---- DOCUMENT EXCERPT

Going the extra meter

What does it take to achieve such a goal? “Dedication” is the word that comes up most often, but it hardly seems adequate to the actual experience.

Design and construction were no picnic, with frequent energy modeling to fine-tune every aspect of the electrical, mechanical, and enclosure systems. And like other LBC project teams, the designers and contractor struggled to vet every single product against the LBC Red List and transportation distance constraints. (See Take Control of Your Materials: Four Empowering Lessons from Teams That Beat the Red List.)

But what makes this and other LBC projects stand out in terms of commitment is how closely they are watched during that critical 12-month performance period. Project architect Greg Mella, FAIA, of SmithGroupJJR describes getting a nightly email from the building management system detailing the building’s energy use for the past 24 hours and checking it every day for anomalies. That vigilance paid off: the photovoltaics and wind turbines generated more energy than was predicted and a whopping 83% more energy than the building used during its first year.

The energy used in the building came in at just over 14 kBtu/ft²·year, about 80% less than the average building of its type. Overall, this energy use is slightly less than the energy models predicted, but the details show greater variation: lighting came in at 39% less than predicted because the lights are mostly off rather than dimmed to 10% output as modeled. Fans and pumps are using more energy than predicted, however. One reason for this is that the fans in the mini-split (VRF) heat pumps run continuously, which wasn’t anticipated.

“My favorite part of operating Brock is that each day is a new learning experience, and being able to use those lessons to educate our guests,” says Chris Gorri, Brock Environmental Center manager for the Chesapeake Bay Foundation. You don’t have to be onsite to monitor the building’s performance, however: its Lucid Energy Dashboard is available online.

Swimming to utopia

It’s not easy to supply one’s own potable water and treat wastewater at the scale of individual buildings, which is exactly what officials at Virginia Beach Public Utilities tried to tell the Brock project team when they asked about permits to run their own waterworks for the 10,500 ft² building (for more on building-scale water treatment, see Waste Water, Want Water.)

--------

_SET PROBLEM A_
According to the Brock Environmental Center excerpt, why did lighting use less energy than the models predicted?
_SET PROBLEM B_
Continue the excerpt about the Brock Environmental Center from the point where it stops.

---- INFORMATION PROVIDED

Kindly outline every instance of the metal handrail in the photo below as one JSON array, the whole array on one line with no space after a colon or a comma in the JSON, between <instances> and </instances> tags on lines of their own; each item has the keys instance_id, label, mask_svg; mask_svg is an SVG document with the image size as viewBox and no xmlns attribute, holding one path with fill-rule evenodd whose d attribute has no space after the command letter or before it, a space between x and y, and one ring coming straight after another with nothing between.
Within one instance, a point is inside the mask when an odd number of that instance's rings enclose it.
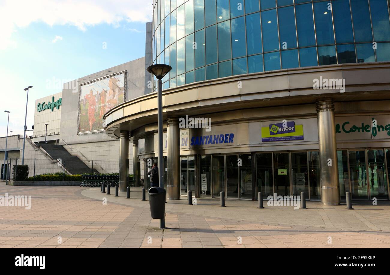
<instances>
[{"instance_id":1,"label":"metal handrail","mask_svg":"<svg viewBox=\"0 0 390 275\"><path fill-rule=\"evenodd\" d=\"M69 172L69 170L68 170L66 167L64 166L64 164L62 164L62 162L58 161L58 159L53 159L51 157L51 156L48 153L48 152L46 152L46 151L42 146L41 146L40 145L37 146L37 145L35 144L35 143L33 142L33 141L31 140L31 139L30 138L30 137L26 135L25 136L26 138L26 139L27 139L28 142L30 143L30 144L31 144L33 146L34 150L41 150L44 154L46 156L46 157L47 157L50 160L51 160L52 162L53 163L57 163L57 165L58 163L59 163L60 165L59 166L60 166L62 168L64 169L66 172L67 174L69 175L72 175L72 173Z\"/></svg>"}]
</instances>

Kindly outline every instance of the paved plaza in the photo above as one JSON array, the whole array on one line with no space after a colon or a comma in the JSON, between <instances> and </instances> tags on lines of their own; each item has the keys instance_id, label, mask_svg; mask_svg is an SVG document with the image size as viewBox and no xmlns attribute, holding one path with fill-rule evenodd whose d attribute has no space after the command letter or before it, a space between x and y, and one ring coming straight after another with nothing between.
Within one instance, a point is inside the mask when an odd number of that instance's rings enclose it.
<instances>
[{"instance_id":1,"label":"paved plaza","mask_svg":"<svg viewBox=\"0 0 390 275\"><path fill-rule=\"evenodd\" d=\"M257 202L168 201L165 225L151 218L141 189L131 199L74 186L0 185L0 195L31 196L31 208L0 207L0 248L390 248L390 203L307 210L257 208ZM103 203L106 198L107 203Z\"/></svg>"}]
</instances>

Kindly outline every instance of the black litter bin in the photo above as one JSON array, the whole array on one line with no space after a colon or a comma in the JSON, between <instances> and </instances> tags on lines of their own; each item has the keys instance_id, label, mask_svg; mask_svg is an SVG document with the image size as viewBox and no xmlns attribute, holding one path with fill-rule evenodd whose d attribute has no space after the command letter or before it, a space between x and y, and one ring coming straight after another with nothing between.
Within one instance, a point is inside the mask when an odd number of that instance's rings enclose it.
<instances>
[{"instance_id":1,"label":"black litter bin","mask_svg":"<svg viewBox=\"0 0 390 275\"><path fill-rule=\"evenodd\" d=\"M152 187L149 189L149 205L152 219L164 219L165 212L165 189Z\"/></svg>"}]
</instances>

--------

_EXERCISE RESPONSE A_
The lights are mostly off rather than dimmed to 10% output as modeled.

_EXERCISE RESPONSE B_
Many LBC projects are using municipally supplied water under a temporary exemption from the International Living Future Institute, which oversees LBC certification, but Brock is now the first LBC project to provide its own drinking water from rainwater with official sanction. Gorri was amazed at the amount of time and knowledge it takes to capture rainwater and treat it onsite to potable water standards. “If you would have told me a year ago that I would know so much about treating rainwater, I would have laughed at you,” he told BuildingGreen.

Blowing (more than) smoke

BuildingGreen has been skeptical of onsite wind energy as a power source for buildings (see The Folly of Building-Integrated Wind), but Mella suggests a rule of thumb for identifying sites with wind power potential. “If the wind frequently blows hard enough that it’s uncomfortable, you might have a good site for it,” he says. The two Bergey 10 kW turbines on this project generate about 40% of the onsite renewables at a cost of $0.38 per kWh (assuming a 25-year service life). The cost is that high mostly because anchoring the turbines in the coastal sands required multiple 110-foot-deep pilings.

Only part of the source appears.